• [WHAT YOU WILL DO]:
**a)** Please quote the part of the developer resume between "We provide IT" and "Hive, Impala, Spark.", inclusive.
**b)** Answer these questions using the developer resume:
(i) How many years of experience in developing Big Data and Hadoop Ecosystem applications does it claim?
(ii) Which compressions does it mention?
(iii) Which AWS instances does it say were spun up using cloud formation templates?
**c)** List every core Java concept named in the developer resume's line on fluency with core Java.
──────── SELECTED EXCERPT
We provide IT Staff Augmentation Services!

Hadoop & Spark Developer Resume

Chicago, IL

SUMMARY

  • Around 5 years of professional experience in Information Technology, which includes 3 years of experience in the development of Big Data and Hadoop Ecosystem applications and 2 years of extensive experience in JAVA Technologies, Database development and Data analytics.
  • Expertise in Hadoop components - Hive, Hue, Pig, Sqoop, HBase, Impala, Flume, Oozie and Apache Spark.
  • Experience in writing Pig Latin, HiveQL scripts and extended their functionality using User Defined Functions (UDF’s).
  • Hands on experience with performance optimization techniques in Hive, Impala, Spark.
  • Had a very good exposure working with various File-Formats (Parquet, Avro & JSON) and Compressions (Snappy & Gzip).
  • Hands on experience with Spark Core, Spark SQL and Data Frames/Data Sets/RDD API.
  • Developed applications using Spark and Scala for data processing.
  • Replaced existing map-reduce jobs and Hive scripts with Spark Data-Frame transformation and actions.
  • Good knowledge on Spark architecture and real-time streaming using Spark.
  • Hands on experience spinning up different AWS instances including EC2-classic and EC2-VPC using cloud formation templates.
  • Hands on experience with AWS (Amazon Web Services), Elastic Map Reduce (EMR), Storage S3, EC2 instances and Data Warehousing.
  • Fluent with the core Java concepts like I/O, Multi-threading, Exceptions, RegEx, Collections, Data-structures and serialization.
────────────────
──────── DATASET EXTRACT
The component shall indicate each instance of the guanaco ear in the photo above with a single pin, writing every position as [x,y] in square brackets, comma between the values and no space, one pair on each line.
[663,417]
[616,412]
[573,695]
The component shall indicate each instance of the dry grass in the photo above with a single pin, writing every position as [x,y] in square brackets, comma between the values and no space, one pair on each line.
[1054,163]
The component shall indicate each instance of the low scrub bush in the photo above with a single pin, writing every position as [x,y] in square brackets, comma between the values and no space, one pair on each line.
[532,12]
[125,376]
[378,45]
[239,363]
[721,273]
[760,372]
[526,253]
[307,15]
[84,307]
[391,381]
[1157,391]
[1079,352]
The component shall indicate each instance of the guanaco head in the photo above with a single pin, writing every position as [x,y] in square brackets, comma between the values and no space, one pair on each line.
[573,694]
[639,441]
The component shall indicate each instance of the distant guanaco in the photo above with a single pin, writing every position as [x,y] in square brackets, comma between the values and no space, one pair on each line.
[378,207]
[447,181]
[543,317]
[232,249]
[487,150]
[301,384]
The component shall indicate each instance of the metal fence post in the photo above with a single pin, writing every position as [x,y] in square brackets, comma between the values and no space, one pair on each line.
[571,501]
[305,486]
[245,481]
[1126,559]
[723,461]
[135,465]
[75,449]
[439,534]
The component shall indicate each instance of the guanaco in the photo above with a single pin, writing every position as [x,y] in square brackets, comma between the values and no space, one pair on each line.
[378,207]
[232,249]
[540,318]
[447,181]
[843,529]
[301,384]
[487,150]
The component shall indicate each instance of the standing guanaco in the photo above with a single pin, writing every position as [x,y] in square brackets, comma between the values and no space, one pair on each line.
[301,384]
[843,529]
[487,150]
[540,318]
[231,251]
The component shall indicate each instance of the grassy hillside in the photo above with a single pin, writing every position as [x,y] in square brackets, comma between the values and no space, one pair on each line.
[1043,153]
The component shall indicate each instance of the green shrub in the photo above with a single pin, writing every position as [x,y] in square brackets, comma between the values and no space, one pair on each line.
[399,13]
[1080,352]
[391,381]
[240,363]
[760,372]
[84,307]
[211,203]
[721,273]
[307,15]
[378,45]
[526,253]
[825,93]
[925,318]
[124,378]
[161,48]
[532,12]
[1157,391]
────────────────
• [RESULTS FOR THE EXERCISE]:
**a)**
We provide IT Staff Augmentation Services!

Hadoop & Spark Developer Resume

Chicago, IL

SUMMARY

  • Around 5 years of professional experience in Information Technology, which includes 3 years of experience in the development of Big Data and Hadoop Ecosystem applications and 2 years of extensive experience in JAVA Technologies, Database development and Data analytics.
  • Expertise in Hadoop components - Hive, Hue, Pig, Sqoop, HBase, Impala, Flume, Oozie and Apache Spark.
  • Experience in writing Pig Latin, HiveQL scripts and extended their functionality using User Defined Functions (UDF’s).
  • Hands on experience with performance optimization techniques in Hive, Impala, Spark.

**b)**
(i) 3 years
(ii) Snappy and Gzip
(iii) EC2-classic and EC2-VPC

**c)** I/O, Multi-threading, Exceptions, RegEx, Collections, Data-structures, serialization